═════ Exercise input ═════
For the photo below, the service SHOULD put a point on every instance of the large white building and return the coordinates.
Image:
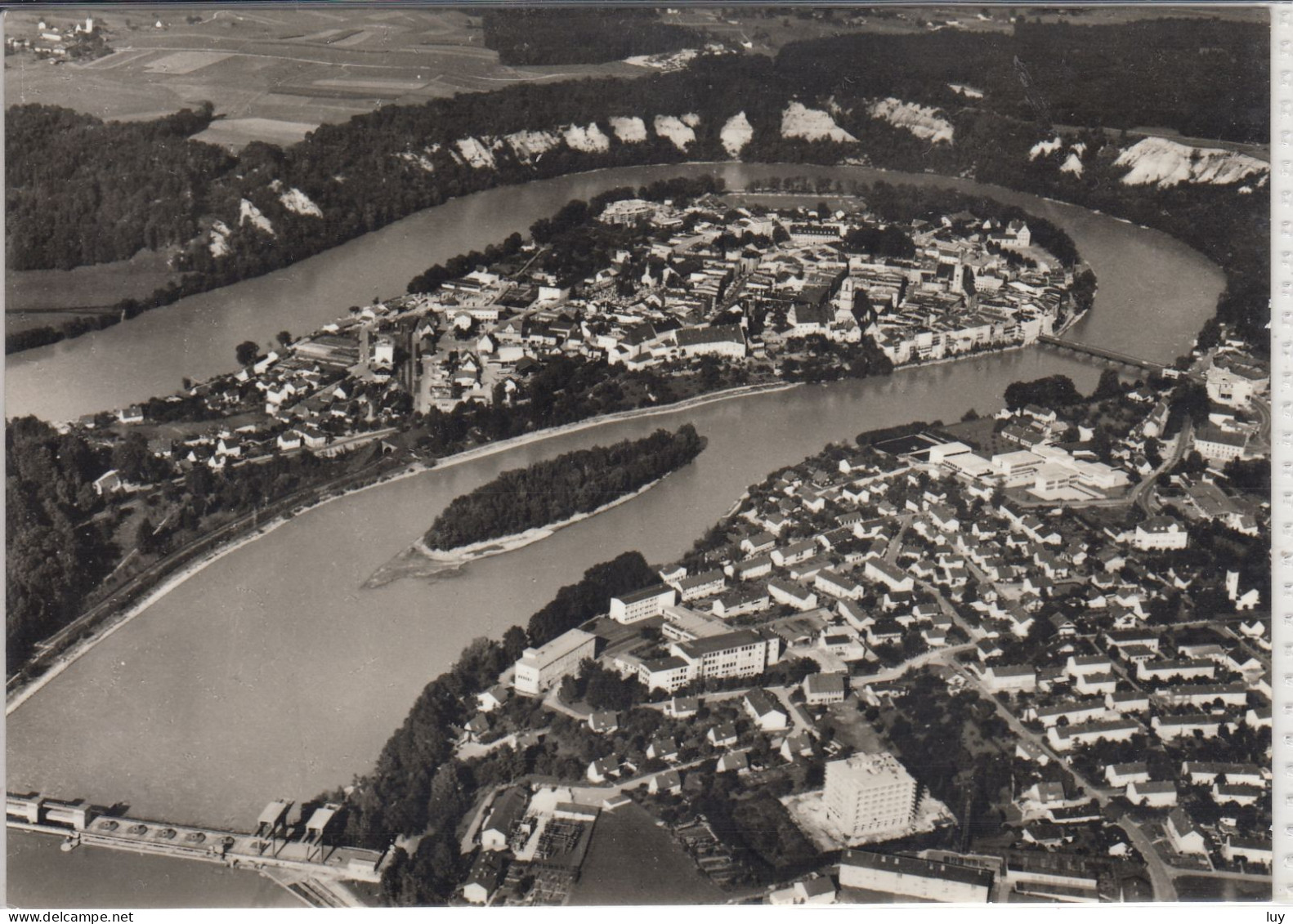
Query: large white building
(1235, 384)
(1160, 533)
(869, 794)
(644, 604)
(913, 877)
(731, 654)
(1217, 444)
(537, 670)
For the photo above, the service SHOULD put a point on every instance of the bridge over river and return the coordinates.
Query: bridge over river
(300, 852)
(1102, 353)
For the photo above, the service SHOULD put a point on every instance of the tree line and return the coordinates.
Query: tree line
(55, 552)
(80, 190)
(581, 37)
(557, 489)
(418, 788)
(357, 172)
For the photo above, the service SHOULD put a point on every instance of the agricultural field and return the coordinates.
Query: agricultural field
(273, 75)
(35, 297)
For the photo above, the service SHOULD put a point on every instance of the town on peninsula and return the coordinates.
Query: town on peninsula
(1015, 652)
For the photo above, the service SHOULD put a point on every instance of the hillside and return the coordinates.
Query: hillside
(812, 104)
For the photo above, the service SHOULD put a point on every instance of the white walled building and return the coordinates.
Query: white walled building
(869, 792)
(537, 670)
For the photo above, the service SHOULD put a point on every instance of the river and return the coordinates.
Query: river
(272, 673)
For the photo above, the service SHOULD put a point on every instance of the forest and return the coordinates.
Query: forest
(79, 190)
(55, 552)
(557, 489)
(419, 788)
(1204, 78)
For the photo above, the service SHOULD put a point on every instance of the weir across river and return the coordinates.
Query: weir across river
(302, 850)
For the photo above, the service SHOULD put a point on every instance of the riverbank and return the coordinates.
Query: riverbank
(172, 713)
(423, 561)
(20, 695)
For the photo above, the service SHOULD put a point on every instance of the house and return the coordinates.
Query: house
(1122, 774)
(1166, 670)
(682, 708)
(1045, 835)
(839, 586)
(1009, 677)
(793, 553)
(493, 698)
(1126, 701)
(476, 728)
(1155, 795)
(662, 748)
(735, 761)
(1071, 711)
(722, 735)
(1169, 728)
(1204, 773)
(485, 877)
(666, 673)
(1097, 684)
(882, 573)
(507, 812)
(1028, 750)
(644, 604)
(822, 689)
(753, 568)
(603, 769)
(1063, 737)
(791, 593)
(701, 586)
(1048, 792)
(915, 877)
(108, 484)
(766, 711)
(1224, 794)
(1248, 850)
(1081, 666)
(798, 744)
(1160, 533)
(1183, 834)
(669, 781)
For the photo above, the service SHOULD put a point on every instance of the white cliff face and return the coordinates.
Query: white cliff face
(629, 128)
(811, 124)
(476, 153)
(529, 146)
(1044, 148)
(675, 129)
(219, 244)
(668, 61)
(250, 213)
(295, 200)
(737, 132)
(1168, 163)
(924, 122)
(586, 139)
(420, 159)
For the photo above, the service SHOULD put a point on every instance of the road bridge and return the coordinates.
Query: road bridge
(1101, 353)
(275, 846)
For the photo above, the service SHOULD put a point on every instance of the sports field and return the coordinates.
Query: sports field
(272, 74)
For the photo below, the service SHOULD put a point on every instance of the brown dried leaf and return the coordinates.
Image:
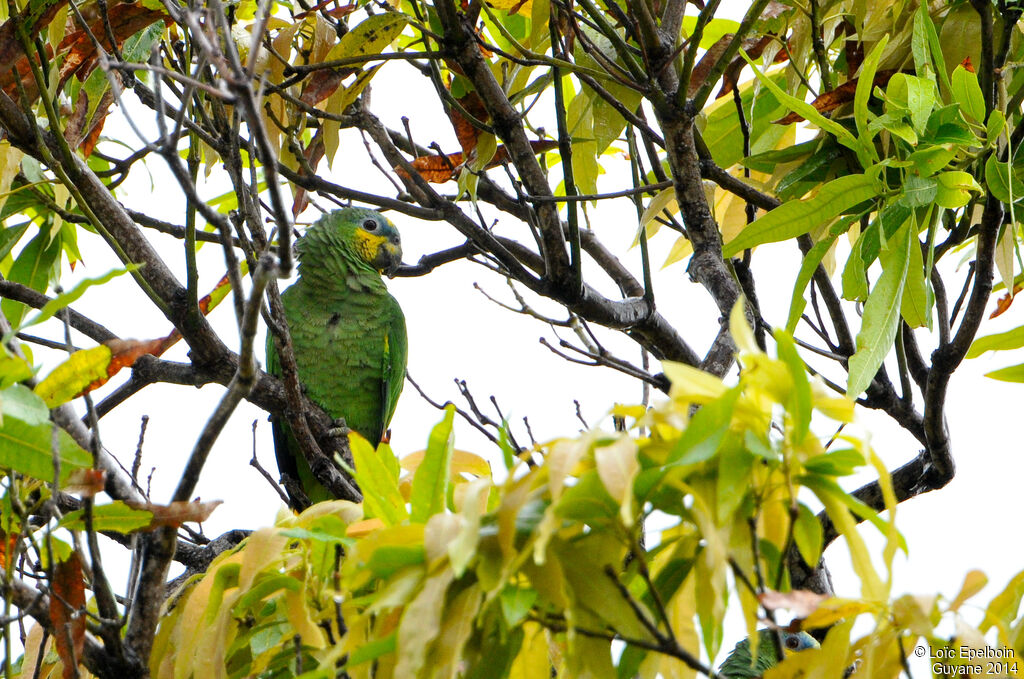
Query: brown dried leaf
(86, 482)
(435, 169)
(176, 513)
(80, 50)
(1005, 302)
(338, 12)
(313, 154)
(837, 97)
(8, 545)
(67, 612)
(753, 46)
(438, 169)
(800, 602)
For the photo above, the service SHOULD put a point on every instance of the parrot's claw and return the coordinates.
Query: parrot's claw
(339, 430)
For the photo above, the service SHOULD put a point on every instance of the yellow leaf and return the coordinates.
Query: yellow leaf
(421, 624)
(680, 250)
(457, 623)
(364, 527)
(974, 582)
(532, 659)
(663, 201)
(71, 377)
(462, 463)
(301, 620)
(918, 613)
(692, 384)
(1005, 258)
(740, 330)
(439, 532)
(835, 609)
(562, 460)
(463, 547)
(617, 468)
(262, 548)
(520, 6)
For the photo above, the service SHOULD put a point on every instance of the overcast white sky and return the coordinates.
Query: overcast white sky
(455, 332)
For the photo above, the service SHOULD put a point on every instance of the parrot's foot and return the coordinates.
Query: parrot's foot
(339, 430)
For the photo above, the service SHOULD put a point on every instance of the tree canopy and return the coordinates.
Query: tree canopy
(878, 140)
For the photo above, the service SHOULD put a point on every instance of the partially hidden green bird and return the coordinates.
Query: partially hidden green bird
(347, 331)
(739, 665)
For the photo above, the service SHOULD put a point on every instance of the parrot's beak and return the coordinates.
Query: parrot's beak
(389, 257)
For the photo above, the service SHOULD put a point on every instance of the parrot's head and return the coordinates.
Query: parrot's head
(367, 235)
(793, 643)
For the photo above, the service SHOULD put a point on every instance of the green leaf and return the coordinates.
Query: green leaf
(380, 490)
(935, 47)
(516, 602)
(809, 113)
(807, 535)
(920, 191)
(1011, 339)
(800, 404)
(373, 649)
(1003, 181)
(993, 128)
(914, 307)
(967, 92)
(954, 187)
(930, 160)
(809, 265)
(19, 401)
(431, 480)
(1009, 374)
(28, 449)
(370, 36)
(798, 217)
(706, 430)
(67, 298)
(919, 95)
(882, 313)
(734, 465)
(865, 84)
(115, 516)
(32, 268)
(838, 463)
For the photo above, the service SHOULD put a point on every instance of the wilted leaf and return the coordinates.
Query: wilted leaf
(116, 516)
(86, 482)
(88, 369)
(438, 169)
(68, 612)
(835, 98)
(28, 449)
(974, 582)
(430, 483)
(834, 609)
(177, 513)
(64, 299)
(882, 312)
(800, 602)
(1003, 303)
(798, 217)
(380, 489)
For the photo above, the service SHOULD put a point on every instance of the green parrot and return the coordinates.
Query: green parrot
(347, 331)
(738, 664)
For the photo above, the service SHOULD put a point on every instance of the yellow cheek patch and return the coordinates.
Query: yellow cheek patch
(369, 245)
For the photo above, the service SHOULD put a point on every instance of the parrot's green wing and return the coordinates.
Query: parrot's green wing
(739, 665)
(395, 358)
(347, 332)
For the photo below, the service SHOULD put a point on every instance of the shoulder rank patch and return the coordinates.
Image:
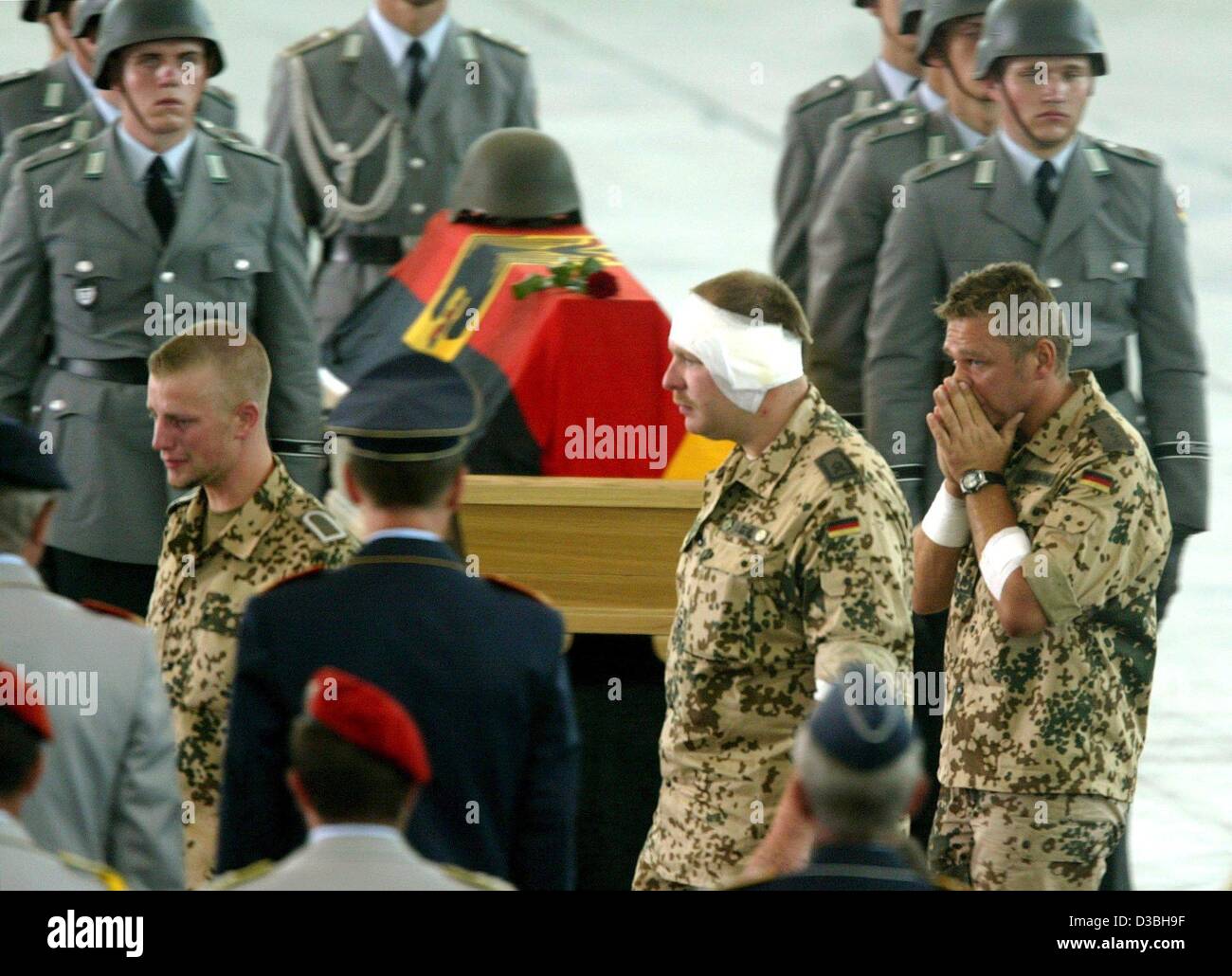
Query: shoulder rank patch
(17, 75)
(476, 878)
(309, 44)
(485, 35)
(1096, 479)
(842, 528)
(241, 876)
(837, 466)
(302, 574)
(99, 606)
(321, 524)
(110, 877)
(874, 112)
(927, 171)
(1129, 152)
(514, 587)
(826, 89)
(1112, 438)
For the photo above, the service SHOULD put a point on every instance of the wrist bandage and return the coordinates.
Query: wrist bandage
(1003, 554)
(744, 360)
(945, 521)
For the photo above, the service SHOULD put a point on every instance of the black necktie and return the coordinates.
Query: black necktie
(1043, 193)
(417, 74)
(158, 199)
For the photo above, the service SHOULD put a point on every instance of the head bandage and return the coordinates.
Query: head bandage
(746, 360)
═════
- [Task item] A faithful copy is needed: reproduce all of the data above, leaving the pictures out.

- [Written solution]
For the photo below, the service SHOULD put a point on every instance of the large white building and return the coordinates.
Image:
Query: large white building
(1235, 384)
(1160, 533)
(869, 794)
(644, 604)
(913, 877)
(731, 654)
(1217, 444)
(537, 670)
For the photo above, the service SHOULD put a point on every instance of the bridge over river and return the coordinates.
Query: bridge over river
(300, 852)
(1102, 353)
For the photo above, the service SHOULD put a point on every instance of the tree line and return the coordinates.
Query: tree line
(55, 552)
(80, 190)
(581, 37)
(557, 489)
(418, 788)
(357, 172)
For the photo above, the service SHOULD put a point on every instance of the agricultural field and return the coordinates.
Query: agricultural field
(273, 75)
(35, 297)
For the photo above, the service SHOULD put a point on every instance of the town on peninsula and return the coordinates.
Query: town on peninsula
(1015, 652)
For the photo above, the service SHOULD put a point on every instance of the hillside and return the coordinates.
Query: hillside
(812, 104)
For the photo above, the service SHOULD put a point on every instance of the white walled building and return the coordinates.
Query: white walled building
(869, 792)
(537, 670)
For the photo above, the service SHOULD put a point on every instance of the river and return the coordinates.
Query: river
(272, 673)
For the photo above, the service SHOULD put a point on every instance of the forest and return the coordinates.
Query: forest
(79, 190)
(55, 552)
(557, 489)
(419, 788)
(1204, 78)
For the photo above, the service SHOULD put a point on every instance of the weir across river and return the coordinates.
Query: weir across river
(302, 850)
For the photo above, the service SHOULD put a point on every instance of the riverbank and return the coordinates.
Query: riverbank
(172, 713)
(423, 561)
(20, 695)
For the photo above, the service SHOULD put a point on every instance of the house and return the coordinates.
Query: house
(1122, 774)
(1166, 670)
(682, 708)
(1045, 835)
(839, 586)
(1009, 677)
(793, 553)
(493, 698)
(1126, 701)
(476, 728)
(1155, 795)
(662, 748)
(735, 761)
(1071, 711)
(722, 735)
(1169, 728)
(1204, 773)
(485, 877)
(666, 673)
(1097, 684)
(882, 573)
(507, 812)
(1028, 750)
(644, 604)
(822, 689)
(753, 568)
(603, 769)
(1063, 737)
(791, 593)
(701, 586)
(1048, 792)
(915, 877)
(108, 484)
(766, 711)
(1224, 794)
(1248, 850)
(1081, 666)
(798, 744)
(1160, 533)
(1183, 834)
(669, 781)
For the photo above, the service SHOULD put a point on every instance of the white cliff face and return the coordinates.
Query: white cliff face
(629, 128)
(811, 124)
(476, 153)
(529, 146)
(1044, 148)
(675, 129)
(219, 244)
(668, 61)
(250, 213)
(295, 200)
(737, 132)
(1168, 163)
(924, 122)
(586, 139)
(420, 159)
For the photo above, the service SHOULD put a point on every instance of the road bridge and return the coordinates.
Query: road bridge
(1101, 353)
(275, 846)
For the photo above, the service SHOULD put a point on every instance of the sports field and return the coordinates.
Query: sports field
(272, 74)
For the photo below, the service SHOULD put a point on every instance of the brown dried leaf and return the coordinates.
Image:
Query: brown dried leaf
(86, 482)
(435, 169)
(176, 513)
(80, 50)
(1005, 302)
(338, 12)
(313, 154)
(837, 97)
(8, 545)
(67, 612)
(753, 46)
(438, 169)
(800, 602)
For the photo above, the service SHOULD put a point on every instance of the parrot's claw and return the coordinates.
Query: parrot's claw
(339, 430)
For the photo above, the service SHOULD put a point on every instance of the yellow leaf and return the coordinates.
Query: yellow leaf
(421, 624)
(680, 250)
(457, 623)
(364, 527)
(974, 582)
(532, 659)
(663, 201)
(71, 377)
(462, 463)
(301, 620)
(918, 613)
(692, 384)
(1005, 258)
(740, 330)
(439, 532)
(835, 609)
(562, 460)
(463, 547)
(617, 468)
(262, 548)
(520, 6)
For the photo above, the service SHOULD put a point on every instance of the overcast white sky and return the coordinates.
Query: overcast white sky
(455, 332)
For the photo above, the service SHOULD put a point on every instance of the parrot's foot and return the coordinates.
Query: parrot's foot
(339, 430)
For the photo above, the service SHOULD put a point on every instance of the tree canopy and return the coordinates.
Query: tree canopy
(878, 140)
For the photo above, the service SHOULD put a point on every instance of the partially hidden green bird and return the coordinates.
Query: partially hidden green bird
(347, 331)
(739, 665)
For the photo above, the service SHOULD put a point on every instance of the parrot's beak and return the coordinates.
Query: parrot's beak
(389, 257)
For the photo above, the service SHOULD put a point on every instance of the parrot's head and return the coordinates.
Query: parrot's head
(367, 235)
(793, 643)
For the photo above, the service SHOULD put a point on every instance of the green leaf and return the coordinates.
Query: green leaf
(380, 490)
(935, 47)
(516, 602)
(809, 113)
(807, 535)
(920, 191)
(1011, 339)
(800, 404)
(373, 649)
(1003, 181)
(993, 128)
(914, 307)
(967, 92)
(954, 187)
(930, 160)
(809, 265)
(19, 401)
(431, 480)
(1009, 374)
(28, 449)
(370, 36)
(798, 217)
(706, 430)
(67, 298)
(919, 95)
(882, 313)
(734, 465)
(865, 84)
(115, 516)
(32, 268)
(838, 463)
For the photo above, the service SHOULD put a point on every instance of the wilted leaf and return the coordinates.
Query: wilted leaf
(116, 516)
(86, 482)
(88, 369)
(438, 169)
(68, 612)
(835, 98)
(28, 449)
(974, 582)
(430, 483)
(834, 609)
(177, 513)
(64, 299)
(882, 312)
(800, 602)
(1003, 303)
(798, 217)
(380, 489)
For the photo above, the service SHOULD put a point on every instance of the green parrot and return the coordinates.
Query: green parrot
(347, 331)
(738, 664)
For the photo above, the service SHOULD put a point on every instance of the yellow cheek patch and return the coordinates.
Query: yellow cheek patch
(369, 245)
For the photo above, the service SHOULD put a point on every instance of the parrot's green wing and return the coordinates.
Query: parrot's green wing
(739, 665)
(395, 358)
(347, 332)
For the photo below, the service SHOULD put a point on every instance of the shoulder rank patch and return the coordinates.
Image:
Query: shoulder rank patch
(17, 75)
(476, 878)
(309, 44)
(485, 35)
(1096, 479)
(842, 528)
(241, 876)
(837, 466)
(302, 574)
(99, 606)
(321, 524)
(110, 877)
(874, 112)
(927, 171)
(1129, 152)
(514, 587)
(826, 89)
(1112, 438)
For the photo above, the service SHOULD put a point on every instance of the wrist bandage and return the coordinates.
Query: wrist bandage
(1003, 554)
(744, 360)
(945, 521)
For the photo above, the service SHOULD put a point on every instance of the black necktie and return the coordinates.
Query: black necktie
(1043, 193)
(417, 74)
(158, 199)
For the photo above, the service SHOULD put a point on every instance of the head bandage and return the coordinates.
Query: head bandage
(746, 360)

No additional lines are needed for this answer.